Problem to work on: Render the lines below as a numbered list, omitting the blank ones.

Given information:
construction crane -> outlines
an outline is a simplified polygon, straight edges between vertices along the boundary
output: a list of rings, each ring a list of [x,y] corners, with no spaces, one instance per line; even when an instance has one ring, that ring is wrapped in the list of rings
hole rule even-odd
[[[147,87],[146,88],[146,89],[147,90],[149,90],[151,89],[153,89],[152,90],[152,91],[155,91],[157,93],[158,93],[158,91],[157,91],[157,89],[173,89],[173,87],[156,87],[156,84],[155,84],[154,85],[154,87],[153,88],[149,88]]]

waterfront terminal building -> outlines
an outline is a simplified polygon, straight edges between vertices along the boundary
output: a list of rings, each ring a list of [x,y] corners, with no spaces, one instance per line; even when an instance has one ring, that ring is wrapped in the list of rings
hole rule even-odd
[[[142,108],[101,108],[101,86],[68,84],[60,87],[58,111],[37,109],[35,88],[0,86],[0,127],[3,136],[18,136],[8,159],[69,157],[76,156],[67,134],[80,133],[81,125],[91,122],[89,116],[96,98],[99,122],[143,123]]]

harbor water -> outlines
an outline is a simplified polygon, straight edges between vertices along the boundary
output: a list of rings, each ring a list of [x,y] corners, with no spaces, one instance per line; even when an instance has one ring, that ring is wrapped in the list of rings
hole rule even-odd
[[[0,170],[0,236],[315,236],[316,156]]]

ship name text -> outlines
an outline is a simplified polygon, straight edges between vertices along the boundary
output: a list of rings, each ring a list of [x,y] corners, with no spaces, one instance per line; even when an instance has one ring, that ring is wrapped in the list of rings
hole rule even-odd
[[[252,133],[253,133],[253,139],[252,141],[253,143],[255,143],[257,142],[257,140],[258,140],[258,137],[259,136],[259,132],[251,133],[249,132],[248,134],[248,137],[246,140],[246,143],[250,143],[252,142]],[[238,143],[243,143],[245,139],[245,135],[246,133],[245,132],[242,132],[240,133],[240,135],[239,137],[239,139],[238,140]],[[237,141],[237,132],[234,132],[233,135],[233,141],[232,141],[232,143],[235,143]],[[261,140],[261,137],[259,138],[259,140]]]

Final answer:
1. construction crane -> outlines
2. an outline is a simplified polygon, straight edges between vertices along the boundary
3. output: a list of rings, each ring a list of [x,y] corners, with no spaces, one instance per line; even when an instance has one ring, that ring is wrapped in the list of rings
4. hole rule even-odd
5. [[[147,87],[146,88],[146,89],[147,90],[149,90],[151,89],[153,89],[152,90],[152,91],[155,91],[157,93],[158,93],[158,91],[157,91],[157,89],[173,89],[173,87],[156,87],[156,84],[155,84],[154,85],[154,87],[153,88],[149,88]]]
6. waterfront terminal building -> outlines
7. an outline is a simplified polygon, straight edges between vertices along the boundary
8. output: a list of rings, each ring a list of [x,y] corners, with no spaces, one instance per line; even when an instance has one ring, that ring is wrapped in the list of rings
9. hole rule even-odd
10. [[[142,108],[101,108],[101,86],[68,84],[60,87],[58,111],[37,109],[35,88],[0,86],[0,127],[3,136],[18,136],[8,159],[69,157],[76,156],[67,134],[80,133],[81,125],[91,122],[89,116],[96,98],[99,122],[143,123]]]
11. harbor water -> outlines
12. an outline is a simplified polygon, straight edges between vertices along the boundary
13. output: a list of rings, each ring a list of [x,y] corners, with no spaces, one instance per line; even when an instance has one ring, that ring is wrapped in the list of rings
14. hole rule even-odd
15. [[[0,170],[0,236],[315,236],[316,156]]]
16. ship name text -> outlines
17. an outline is a simplified polygon, straight edges between vertices along the boundary
18. output: a list of rings, each ring a list of [x,y] corners, with no spaces, one instance per line; even when an instance has one ring, that ring is wrapped in the list of rings
19. hole rule even-odd
20. [[[252,133],[253,133],[253,139],[252,141],[253,143],[255,143],[257,142],[257,140],[258,140],[258,137],[259,136],[259,132],[251,133],[249,132],[248,134],[248,137],[246,140],[246,143],[250,143],[252,142]],[[238,143],[243,143],[245,139],[245,135],[246,133],[245,132],[242,132],[240,133],[240,135],[239,137],[239,139],[238,140]],[[237,141],[237,132],[234,132],[233,135],[233,141],[232,141],[232,143],[235,143]],[[261,140],[261,137],[259,138],[259,140]]]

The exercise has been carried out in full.